#### RECORDS FOR THIS EXERCISE

-- Opening Marker --

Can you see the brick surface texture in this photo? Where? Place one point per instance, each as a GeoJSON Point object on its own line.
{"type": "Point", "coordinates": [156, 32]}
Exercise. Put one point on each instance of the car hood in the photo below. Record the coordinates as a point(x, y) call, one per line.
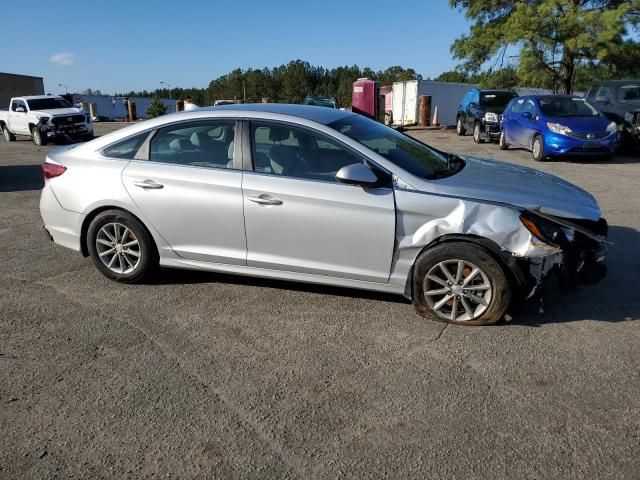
point(58, 112)
point(506, 183)
point(582, 124)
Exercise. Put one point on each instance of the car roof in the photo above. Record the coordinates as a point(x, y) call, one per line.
point(629, 81)
point(322, 115)
point(38, 97)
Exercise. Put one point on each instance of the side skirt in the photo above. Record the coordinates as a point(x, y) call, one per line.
point(281, 275)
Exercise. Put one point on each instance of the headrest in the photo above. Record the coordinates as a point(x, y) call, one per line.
point(179, 144)
point(278, 134)
point(230, 151)
point(199, 139)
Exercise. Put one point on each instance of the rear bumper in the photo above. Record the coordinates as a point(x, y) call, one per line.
point(562, 145)
point(63, 227)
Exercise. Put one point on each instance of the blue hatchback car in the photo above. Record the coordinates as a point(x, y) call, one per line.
point(556, 126)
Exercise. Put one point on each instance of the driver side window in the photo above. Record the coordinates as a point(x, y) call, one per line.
point(284, 150)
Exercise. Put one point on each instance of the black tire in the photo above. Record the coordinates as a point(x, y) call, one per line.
point(8, 136)
point(38, 136)
point(477, 133)
point(538, 153)
point(502, 141)
point(148, 254)
point(501, 290)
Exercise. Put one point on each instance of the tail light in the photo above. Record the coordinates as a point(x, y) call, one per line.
point(52, 170)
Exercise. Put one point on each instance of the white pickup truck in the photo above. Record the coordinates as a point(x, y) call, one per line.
point(45, 118)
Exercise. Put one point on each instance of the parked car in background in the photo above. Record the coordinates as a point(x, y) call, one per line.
point(45, 118)
point(556, 126)
point(480, 112)
point(319, 101)
point(324, 196)
point(619, 100)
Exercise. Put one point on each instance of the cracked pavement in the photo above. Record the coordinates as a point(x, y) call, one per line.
point(200, 375)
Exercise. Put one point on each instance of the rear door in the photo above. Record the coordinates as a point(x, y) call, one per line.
point(300, 219)
point(190, 190)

-- Closing Marker --

The records above must be repeated exactly, minus their pictures.

Can you see the brick surface texture in this photo? Where? Place one point per instance, each as a GeoJSON Point object on its own line.
{"type": "Point", "coordinates": [156, 32]}
Exercise. Put one point on each instance of the car hood in the photo below. Record the coordinates as a point(x, y) call, one per line.
point(58, 112)
point(506, 183)
point(582, 124)
Exercise. Put one point on each instance of the car roof in the photo above. Record the coordinates as a point(x, y) call, one per line.
point(629, 81)
point(322, 115)
point(38, 97)
Exercise. Put one point on each instance of the side skirt in the photo above. Record the coordinates as a point(x, y) call, one per line.
point(281, 275)
Exercise. Put one point on each instance of the headrest in the photo above. Record the coordinates as a point(x, y) call, one per line.
point(179, 144)
point(278, 134)
point(230, 151)
point(199, 139)
Exercise. Put one point on each instance of the rear bumper in the photo above. Record the coordinates as a point(x, y) call, one per line.
point(562, 145)
point(63, 227)
Exercise. Put one point on each instance of the blue hatchback car in the photo above. Record the coordinates as a point(x, y) call, one per line.
point(556, 126)
Exercise. Put one point on each instance of the driver side window in the photo above. Record the coordinates as a point(x, y) call, one per line.
point(284, 150)
Exercise. Put one point on each instance of the black tire in the photo above. Record the coordinates as a point(x, y) call, one per line.
point(8, 136)
point(38, 136)
point(477, 133)
point(538, 153)
point(502, 141)
point(148, 254)
point(501, 290)
Exercise. Put one point on each instance of the tail light in the photo above. Record the coordinates as a point(x, y) call, one per line.
point(52, 170)
Exercise. Put one point on each instance of the white pickup truck in the photo above. Record the coordinates as a point(x, y) call, one per line.
point(45, 118)
Exercise. Put one point on each instance of the parked car in background in the photo above. Record the coordinates as a point(x, y) call, one per line.
point(45, 118)
point(556, 126)
point(480, 112)
point(319, 101)
point(324, 196)
point(619, 100)
Exercise. Put one point on each instance of the cracked pavement in the photo above. Record the coordinates as a point(x, y) call, one per line.
point(200, 375)
Exercise. Put one point on each instance of the rear door in the photo above. Record the coordinates as a point(x, y) call, one per line.
point(300, 219)
point(190, 190)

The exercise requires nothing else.